> **EXERCISE GOAL**:
Output only the lines from the one holding "One point for each instance of the blueberry, each" to the end of the data below, please, copied exactly.

> **DATA IN THIS EXERCISE**:
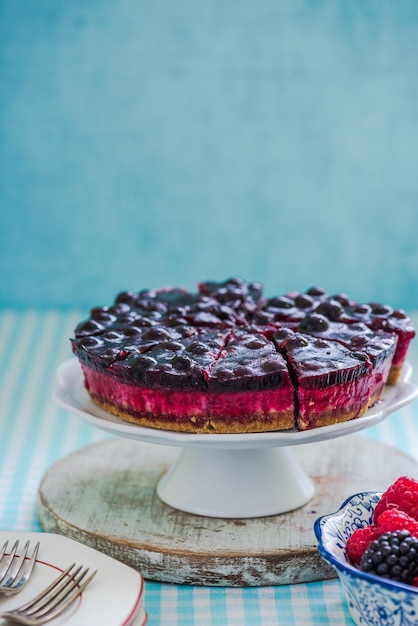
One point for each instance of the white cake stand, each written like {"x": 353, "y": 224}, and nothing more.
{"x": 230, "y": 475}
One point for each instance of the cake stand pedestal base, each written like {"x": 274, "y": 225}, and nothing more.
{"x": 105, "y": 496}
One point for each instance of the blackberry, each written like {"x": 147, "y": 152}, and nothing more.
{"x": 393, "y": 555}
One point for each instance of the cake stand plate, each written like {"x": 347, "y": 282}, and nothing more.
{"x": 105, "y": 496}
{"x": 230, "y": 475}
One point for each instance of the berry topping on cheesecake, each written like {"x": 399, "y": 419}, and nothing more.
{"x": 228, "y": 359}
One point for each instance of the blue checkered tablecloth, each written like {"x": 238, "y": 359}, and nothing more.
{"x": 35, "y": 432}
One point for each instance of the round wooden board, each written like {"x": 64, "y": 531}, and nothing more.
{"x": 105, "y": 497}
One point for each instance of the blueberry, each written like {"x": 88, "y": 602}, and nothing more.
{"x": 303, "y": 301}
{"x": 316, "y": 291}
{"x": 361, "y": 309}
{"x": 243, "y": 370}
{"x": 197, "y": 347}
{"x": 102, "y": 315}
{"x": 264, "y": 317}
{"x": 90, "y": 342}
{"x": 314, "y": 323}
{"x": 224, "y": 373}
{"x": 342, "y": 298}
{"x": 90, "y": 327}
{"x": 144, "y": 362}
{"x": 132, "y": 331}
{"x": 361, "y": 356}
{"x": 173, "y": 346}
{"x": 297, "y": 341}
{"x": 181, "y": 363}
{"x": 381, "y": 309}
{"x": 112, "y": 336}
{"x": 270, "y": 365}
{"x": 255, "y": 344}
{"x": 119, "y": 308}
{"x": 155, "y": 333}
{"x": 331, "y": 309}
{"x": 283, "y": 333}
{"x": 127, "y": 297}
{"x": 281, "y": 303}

> **RESULT**:
One point for each instance of the blueberry, each written like {"x": 88, "y": 602}, and nothing more.
{"x": 303, "y": 301}
{"x": 316, "y": 291}
{"x": 361, "y": 309}
{"x": 243, "y": 370}
{"x": 197, "y": 347}
{"x": 102, "y": 315}
{"x": 264, "y": 317}
{"x": 90, "y": 342}
{"x": 314, "y": 323}
{"x": 224, "y": 373}
{"x": 342, "y": 298}
{"x": 90, "y": 327}
{"x": 144, "y": 362}
{"x": 132, "y": 331}
{"x": 361, "y": 356}
{"x": 173, "y": 346}
{"x": 297, "y": 341}
{"x": 181, "y": 363}
{"x": 381, "y": 309}
{"x": 112, "y": 336}
{"x": 270, "y": 365}
{"x": 255, "y": 344}
{"x": 119, "y": 308}
{"x": 155, "y": 333}
{"x": 331, "y": 309}
{"x": 283, "y": 333}
{"x": 127, "y": 297}
{"x": 281, "y": 303}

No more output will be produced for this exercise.